SHORT TASK: Please show every row below that contains the word "green", copying each such row in full.

DATA EXCERPTS:

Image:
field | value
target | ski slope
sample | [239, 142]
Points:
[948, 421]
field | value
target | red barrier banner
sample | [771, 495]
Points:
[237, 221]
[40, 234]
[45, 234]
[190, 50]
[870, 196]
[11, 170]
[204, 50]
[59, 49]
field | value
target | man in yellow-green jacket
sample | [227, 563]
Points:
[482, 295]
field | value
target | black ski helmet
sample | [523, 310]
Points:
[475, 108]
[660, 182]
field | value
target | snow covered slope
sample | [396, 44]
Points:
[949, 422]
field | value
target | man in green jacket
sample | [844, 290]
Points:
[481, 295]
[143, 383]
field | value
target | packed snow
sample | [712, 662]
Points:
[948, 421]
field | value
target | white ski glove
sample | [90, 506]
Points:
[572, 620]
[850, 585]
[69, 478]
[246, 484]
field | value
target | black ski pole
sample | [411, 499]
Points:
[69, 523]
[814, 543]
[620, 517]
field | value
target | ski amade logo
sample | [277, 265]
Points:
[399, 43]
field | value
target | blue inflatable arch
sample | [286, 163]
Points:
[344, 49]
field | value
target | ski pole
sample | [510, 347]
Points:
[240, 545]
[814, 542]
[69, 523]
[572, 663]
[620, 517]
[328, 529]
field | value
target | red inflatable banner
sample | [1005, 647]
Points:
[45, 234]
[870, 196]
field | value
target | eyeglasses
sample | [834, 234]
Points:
---
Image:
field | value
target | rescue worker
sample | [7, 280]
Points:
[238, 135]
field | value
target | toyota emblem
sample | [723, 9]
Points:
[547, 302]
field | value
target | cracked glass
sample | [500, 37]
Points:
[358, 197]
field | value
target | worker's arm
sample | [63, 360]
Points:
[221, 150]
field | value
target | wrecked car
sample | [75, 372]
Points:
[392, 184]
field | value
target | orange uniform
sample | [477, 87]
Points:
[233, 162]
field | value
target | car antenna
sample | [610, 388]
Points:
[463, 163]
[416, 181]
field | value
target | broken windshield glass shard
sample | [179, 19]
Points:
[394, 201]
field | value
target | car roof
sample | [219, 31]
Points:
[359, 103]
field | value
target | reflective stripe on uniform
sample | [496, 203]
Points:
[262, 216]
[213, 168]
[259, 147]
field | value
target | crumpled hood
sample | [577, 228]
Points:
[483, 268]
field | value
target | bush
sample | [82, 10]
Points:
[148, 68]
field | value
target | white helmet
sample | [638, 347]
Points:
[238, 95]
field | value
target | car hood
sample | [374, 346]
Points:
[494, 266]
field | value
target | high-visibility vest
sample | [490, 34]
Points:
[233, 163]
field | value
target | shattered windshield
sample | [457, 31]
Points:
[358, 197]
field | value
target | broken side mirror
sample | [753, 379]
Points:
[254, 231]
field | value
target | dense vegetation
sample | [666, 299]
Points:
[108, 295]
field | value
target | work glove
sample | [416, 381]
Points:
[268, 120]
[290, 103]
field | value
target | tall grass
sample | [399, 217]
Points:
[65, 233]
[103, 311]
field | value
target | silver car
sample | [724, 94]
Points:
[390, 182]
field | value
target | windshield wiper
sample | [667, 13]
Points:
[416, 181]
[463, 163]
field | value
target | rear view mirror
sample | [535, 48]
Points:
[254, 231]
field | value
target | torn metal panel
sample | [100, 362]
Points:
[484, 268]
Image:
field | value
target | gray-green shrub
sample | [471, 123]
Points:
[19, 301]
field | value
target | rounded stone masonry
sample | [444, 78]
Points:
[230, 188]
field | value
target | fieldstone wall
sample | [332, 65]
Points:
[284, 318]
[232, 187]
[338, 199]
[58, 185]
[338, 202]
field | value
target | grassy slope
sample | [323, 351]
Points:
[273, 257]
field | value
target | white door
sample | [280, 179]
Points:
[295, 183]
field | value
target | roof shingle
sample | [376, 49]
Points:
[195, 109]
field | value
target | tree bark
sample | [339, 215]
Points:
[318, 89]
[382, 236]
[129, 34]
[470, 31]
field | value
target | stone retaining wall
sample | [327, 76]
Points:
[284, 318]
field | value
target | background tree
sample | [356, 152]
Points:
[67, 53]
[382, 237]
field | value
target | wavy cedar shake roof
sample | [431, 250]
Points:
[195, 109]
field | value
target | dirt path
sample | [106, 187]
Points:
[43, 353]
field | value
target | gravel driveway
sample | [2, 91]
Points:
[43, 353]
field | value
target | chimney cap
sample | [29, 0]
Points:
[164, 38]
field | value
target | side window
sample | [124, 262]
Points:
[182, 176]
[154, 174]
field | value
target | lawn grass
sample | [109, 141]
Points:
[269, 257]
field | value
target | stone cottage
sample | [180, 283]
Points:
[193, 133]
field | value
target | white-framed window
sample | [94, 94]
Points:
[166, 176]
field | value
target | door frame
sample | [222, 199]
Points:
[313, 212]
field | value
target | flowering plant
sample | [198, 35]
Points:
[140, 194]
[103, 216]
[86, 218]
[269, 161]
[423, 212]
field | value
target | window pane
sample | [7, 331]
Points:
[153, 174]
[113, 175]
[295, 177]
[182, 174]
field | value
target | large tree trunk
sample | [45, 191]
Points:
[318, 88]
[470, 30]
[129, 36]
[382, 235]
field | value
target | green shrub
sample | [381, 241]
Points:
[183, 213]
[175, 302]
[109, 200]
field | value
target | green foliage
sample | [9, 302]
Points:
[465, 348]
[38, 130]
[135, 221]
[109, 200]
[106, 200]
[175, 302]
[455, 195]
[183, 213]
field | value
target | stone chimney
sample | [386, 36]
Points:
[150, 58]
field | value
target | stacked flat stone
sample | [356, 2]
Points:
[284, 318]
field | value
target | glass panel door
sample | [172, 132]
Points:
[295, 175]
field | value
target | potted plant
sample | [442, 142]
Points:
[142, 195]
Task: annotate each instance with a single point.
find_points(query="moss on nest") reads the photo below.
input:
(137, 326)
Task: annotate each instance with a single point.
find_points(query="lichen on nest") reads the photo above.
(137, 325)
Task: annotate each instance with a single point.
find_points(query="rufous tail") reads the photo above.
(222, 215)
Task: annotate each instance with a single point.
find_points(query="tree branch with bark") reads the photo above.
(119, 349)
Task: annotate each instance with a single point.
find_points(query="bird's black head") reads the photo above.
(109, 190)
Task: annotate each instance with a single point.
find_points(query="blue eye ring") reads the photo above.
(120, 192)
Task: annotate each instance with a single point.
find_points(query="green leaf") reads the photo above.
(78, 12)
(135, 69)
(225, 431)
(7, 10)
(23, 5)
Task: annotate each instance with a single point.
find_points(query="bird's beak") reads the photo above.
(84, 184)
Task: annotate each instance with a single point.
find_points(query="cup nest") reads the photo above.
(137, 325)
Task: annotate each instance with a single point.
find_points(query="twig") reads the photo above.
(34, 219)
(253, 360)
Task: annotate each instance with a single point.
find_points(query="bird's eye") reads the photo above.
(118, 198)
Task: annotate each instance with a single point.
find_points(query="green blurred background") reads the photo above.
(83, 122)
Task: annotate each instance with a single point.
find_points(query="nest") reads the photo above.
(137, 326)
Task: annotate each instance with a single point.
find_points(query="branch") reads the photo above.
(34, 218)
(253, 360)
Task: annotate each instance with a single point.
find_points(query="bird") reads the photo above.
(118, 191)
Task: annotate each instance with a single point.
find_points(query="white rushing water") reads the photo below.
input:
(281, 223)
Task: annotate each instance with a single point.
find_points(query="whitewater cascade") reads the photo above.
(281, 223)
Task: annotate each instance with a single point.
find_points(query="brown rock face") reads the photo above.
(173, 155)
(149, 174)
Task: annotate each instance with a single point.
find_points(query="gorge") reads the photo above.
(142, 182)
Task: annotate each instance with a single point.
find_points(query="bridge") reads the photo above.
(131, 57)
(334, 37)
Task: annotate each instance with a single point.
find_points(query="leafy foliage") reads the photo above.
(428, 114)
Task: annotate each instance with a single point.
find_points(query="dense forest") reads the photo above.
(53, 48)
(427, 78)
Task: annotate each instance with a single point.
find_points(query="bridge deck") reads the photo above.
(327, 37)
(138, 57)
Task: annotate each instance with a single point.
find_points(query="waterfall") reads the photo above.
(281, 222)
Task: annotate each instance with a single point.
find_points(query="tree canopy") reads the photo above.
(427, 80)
---
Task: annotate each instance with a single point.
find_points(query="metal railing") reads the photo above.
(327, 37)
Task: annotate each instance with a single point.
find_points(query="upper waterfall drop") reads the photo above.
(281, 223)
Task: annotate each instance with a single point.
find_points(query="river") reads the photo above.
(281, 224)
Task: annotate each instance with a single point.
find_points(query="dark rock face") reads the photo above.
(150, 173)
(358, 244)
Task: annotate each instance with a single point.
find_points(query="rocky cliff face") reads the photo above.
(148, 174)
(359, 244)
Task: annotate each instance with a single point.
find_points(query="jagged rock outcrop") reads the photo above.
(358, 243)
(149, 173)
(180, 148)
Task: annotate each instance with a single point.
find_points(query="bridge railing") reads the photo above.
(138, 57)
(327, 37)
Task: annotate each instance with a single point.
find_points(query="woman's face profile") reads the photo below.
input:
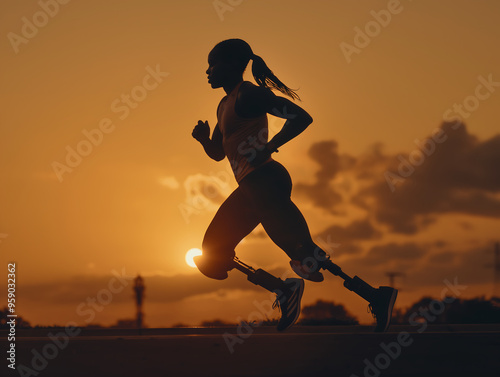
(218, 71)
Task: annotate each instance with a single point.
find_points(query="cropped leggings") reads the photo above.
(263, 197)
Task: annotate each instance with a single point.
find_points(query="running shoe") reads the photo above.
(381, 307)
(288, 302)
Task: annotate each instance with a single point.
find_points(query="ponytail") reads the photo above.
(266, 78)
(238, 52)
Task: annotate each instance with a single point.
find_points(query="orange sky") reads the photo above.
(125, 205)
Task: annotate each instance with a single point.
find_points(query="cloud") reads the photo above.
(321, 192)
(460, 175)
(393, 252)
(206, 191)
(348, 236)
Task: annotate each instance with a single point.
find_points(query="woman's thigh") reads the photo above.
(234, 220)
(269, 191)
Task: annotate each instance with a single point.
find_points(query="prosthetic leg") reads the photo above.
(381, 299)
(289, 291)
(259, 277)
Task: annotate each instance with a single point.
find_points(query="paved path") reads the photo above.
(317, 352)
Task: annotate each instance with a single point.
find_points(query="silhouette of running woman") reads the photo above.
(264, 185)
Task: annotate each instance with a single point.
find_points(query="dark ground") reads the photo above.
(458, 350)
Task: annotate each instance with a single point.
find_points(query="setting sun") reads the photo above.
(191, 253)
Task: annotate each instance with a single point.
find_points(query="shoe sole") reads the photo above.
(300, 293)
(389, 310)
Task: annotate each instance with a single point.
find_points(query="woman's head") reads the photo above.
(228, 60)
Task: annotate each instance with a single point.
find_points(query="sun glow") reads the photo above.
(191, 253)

SOLVED PROBLEM:
target | man in yellow-green jacket
target | man in green jacket
target | gray-green shrub
target | green shrub
target | green foliage
find_points(query="green leaf") reads the photo above.
find_points(query="green blurred background") reads the photo above.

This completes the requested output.